BEGIN Data in this exercise

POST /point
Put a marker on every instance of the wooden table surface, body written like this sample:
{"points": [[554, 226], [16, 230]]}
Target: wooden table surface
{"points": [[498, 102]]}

END Data in this exercise

Reproduce every record above exactly as it is written.

POST /point
Put a marker on every instance of the wooden table surface, body written like this sample:
{"points": [[554, 226], [16, 230]]}
Target: wooden table surface
{"points": [[498, 102]]}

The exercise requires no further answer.